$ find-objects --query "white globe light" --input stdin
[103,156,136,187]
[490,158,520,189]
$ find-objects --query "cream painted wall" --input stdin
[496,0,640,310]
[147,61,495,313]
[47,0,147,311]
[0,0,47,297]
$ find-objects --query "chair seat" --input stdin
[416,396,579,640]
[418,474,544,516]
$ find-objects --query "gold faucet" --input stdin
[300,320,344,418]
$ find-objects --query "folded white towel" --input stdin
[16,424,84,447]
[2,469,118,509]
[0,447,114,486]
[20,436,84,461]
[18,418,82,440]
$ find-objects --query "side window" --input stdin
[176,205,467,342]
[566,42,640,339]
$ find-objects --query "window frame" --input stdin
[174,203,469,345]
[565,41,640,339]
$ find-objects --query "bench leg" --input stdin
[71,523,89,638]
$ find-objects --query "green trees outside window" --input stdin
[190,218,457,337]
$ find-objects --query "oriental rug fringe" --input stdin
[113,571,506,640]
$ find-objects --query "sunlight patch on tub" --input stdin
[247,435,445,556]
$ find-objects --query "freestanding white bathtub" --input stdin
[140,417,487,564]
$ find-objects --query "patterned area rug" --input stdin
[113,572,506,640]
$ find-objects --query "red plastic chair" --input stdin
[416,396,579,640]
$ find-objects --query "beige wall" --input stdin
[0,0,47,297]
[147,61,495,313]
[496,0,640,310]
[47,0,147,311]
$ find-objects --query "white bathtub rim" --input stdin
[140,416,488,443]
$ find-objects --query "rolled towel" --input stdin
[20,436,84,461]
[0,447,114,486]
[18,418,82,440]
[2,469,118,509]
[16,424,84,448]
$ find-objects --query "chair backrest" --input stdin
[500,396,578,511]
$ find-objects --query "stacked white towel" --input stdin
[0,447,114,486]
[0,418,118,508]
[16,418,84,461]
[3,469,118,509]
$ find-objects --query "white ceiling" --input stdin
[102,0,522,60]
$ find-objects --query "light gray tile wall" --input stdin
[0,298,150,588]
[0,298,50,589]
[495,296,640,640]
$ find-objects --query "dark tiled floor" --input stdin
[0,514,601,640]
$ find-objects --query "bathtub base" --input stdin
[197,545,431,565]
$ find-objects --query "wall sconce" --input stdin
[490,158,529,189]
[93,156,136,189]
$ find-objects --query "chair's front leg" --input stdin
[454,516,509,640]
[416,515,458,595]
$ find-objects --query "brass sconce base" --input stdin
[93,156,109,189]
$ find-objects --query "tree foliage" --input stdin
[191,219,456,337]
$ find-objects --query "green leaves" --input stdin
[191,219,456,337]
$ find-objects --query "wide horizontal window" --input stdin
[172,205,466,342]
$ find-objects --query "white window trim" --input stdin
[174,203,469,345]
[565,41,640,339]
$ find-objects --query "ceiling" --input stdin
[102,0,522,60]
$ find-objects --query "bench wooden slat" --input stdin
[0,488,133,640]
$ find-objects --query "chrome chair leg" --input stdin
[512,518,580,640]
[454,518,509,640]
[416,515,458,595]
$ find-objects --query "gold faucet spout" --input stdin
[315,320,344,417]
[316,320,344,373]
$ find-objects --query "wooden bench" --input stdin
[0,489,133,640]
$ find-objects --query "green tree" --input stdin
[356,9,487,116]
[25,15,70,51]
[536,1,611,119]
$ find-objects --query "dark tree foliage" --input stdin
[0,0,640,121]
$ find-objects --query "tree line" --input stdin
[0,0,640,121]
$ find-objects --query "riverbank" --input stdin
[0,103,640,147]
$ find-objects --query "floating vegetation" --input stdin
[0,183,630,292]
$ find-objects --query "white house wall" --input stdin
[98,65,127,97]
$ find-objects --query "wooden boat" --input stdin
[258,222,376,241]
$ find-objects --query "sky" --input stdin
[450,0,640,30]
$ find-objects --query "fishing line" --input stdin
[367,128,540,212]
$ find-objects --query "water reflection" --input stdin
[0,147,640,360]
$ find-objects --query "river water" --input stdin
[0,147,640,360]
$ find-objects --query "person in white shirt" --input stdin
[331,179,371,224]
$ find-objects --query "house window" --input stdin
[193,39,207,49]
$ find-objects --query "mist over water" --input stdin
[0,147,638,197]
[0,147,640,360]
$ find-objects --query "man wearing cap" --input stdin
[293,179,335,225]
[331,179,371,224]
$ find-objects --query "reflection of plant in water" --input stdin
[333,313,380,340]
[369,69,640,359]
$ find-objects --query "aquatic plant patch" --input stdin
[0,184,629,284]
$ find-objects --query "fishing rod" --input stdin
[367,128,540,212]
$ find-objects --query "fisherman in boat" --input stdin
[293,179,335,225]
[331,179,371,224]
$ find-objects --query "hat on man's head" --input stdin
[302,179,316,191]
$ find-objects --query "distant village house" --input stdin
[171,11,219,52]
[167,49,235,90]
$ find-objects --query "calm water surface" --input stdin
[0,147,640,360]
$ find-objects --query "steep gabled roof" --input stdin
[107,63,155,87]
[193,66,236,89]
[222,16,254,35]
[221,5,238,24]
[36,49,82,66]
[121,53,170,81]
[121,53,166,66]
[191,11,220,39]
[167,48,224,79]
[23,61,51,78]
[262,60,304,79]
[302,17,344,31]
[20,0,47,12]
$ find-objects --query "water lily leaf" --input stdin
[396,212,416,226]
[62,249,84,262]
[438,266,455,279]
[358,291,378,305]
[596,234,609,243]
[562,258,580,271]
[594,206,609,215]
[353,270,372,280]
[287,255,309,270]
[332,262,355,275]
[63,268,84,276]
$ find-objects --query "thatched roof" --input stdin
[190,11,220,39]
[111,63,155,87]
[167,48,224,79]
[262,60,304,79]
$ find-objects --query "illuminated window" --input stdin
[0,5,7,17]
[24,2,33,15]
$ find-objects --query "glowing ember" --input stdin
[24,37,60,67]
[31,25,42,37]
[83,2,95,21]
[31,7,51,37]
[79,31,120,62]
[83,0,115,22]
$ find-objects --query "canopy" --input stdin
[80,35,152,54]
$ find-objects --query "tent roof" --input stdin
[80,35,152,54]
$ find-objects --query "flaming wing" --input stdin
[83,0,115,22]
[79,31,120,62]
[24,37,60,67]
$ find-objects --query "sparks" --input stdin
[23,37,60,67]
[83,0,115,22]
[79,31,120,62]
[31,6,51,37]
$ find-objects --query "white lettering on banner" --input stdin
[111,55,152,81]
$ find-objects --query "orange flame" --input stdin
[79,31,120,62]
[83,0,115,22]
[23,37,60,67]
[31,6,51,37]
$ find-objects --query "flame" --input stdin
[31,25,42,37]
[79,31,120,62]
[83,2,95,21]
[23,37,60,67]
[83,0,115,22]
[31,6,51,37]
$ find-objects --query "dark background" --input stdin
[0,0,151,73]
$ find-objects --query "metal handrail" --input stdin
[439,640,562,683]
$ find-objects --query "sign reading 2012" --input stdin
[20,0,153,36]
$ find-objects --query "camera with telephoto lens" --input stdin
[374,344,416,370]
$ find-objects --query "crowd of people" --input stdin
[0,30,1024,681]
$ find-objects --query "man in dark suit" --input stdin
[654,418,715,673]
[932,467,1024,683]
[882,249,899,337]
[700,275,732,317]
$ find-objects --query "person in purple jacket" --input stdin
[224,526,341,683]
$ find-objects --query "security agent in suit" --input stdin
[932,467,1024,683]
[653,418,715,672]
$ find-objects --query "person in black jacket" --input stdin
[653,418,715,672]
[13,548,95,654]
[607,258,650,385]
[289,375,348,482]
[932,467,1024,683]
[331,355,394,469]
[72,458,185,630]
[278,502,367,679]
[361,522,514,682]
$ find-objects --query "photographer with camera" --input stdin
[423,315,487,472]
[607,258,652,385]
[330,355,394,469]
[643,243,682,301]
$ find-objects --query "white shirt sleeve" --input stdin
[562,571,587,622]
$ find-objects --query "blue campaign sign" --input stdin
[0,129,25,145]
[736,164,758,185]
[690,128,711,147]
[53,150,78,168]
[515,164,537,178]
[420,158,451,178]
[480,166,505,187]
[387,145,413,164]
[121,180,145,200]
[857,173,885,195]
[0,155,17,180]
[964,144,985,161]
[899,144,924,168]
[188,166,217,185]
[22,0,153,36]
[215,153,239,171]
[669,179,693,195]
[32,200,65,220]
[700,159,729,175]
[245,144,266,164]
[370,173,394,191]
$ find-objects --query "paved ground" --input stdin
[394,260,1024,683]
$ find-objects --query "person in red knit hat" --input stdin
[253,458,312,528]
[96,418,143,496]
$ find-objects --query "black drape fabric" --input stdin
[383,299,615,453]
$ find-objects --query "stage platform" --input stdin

***

Find every line in the data that contains the word "foliage", and copy each of those lines.

> [Task output]:
$ find-objects --query "tree foliage" --input stdin
$ find-objects --query "dark tree foliage" --input stdin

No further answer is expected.